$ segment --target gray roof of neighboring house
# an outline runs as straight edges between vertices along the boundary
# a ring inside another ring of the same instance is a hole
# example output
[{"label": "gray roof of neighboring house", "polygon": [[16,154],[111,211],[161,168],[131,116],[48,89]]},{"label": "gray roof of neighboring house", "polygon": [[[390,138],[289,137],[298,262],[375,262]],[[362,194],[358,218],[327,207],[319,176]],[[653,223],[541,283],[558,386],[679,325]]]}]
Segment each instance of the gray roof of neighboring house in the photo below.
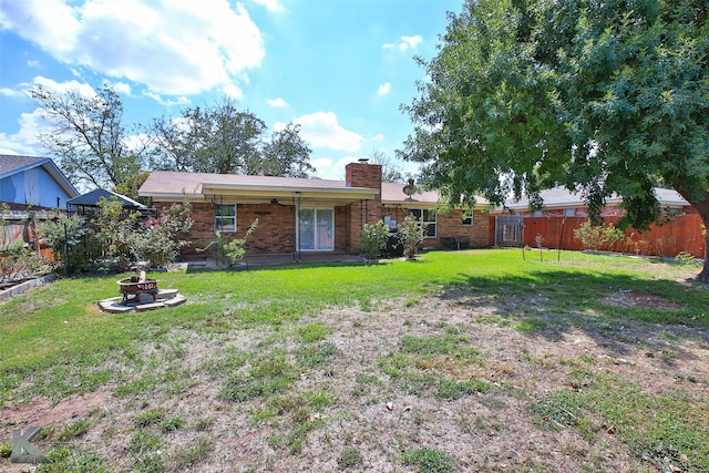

──────────────────────────────

| EXERCISE |
Rewrite the records above, substituting "dark roof" for every occurrence of "gray roof" and keeping everything else the same. Leave out the pictures.

| FINAL RESULT |
$ segment --target dark roof of neighboring house
# an outline runs as straight edges between vertices along the boundary
# a ring inside another ring of the same instance is a hole
# example output
[{"label": "dark roof of neighboring house", "polygon": [[16,154],[111,211],[161,168],[131,116],[48,89]]},{"label": "dark roof of neighboring house", "polygon": [[[390,138],[289,137],[298,262],[375,262]],[[362,194],[358,218],[327,207],[319,176]],[[653,223],[541,283],[558,386],[679,325]]]}]
Segment each instance of the dark roof of neighboring house in the photo below.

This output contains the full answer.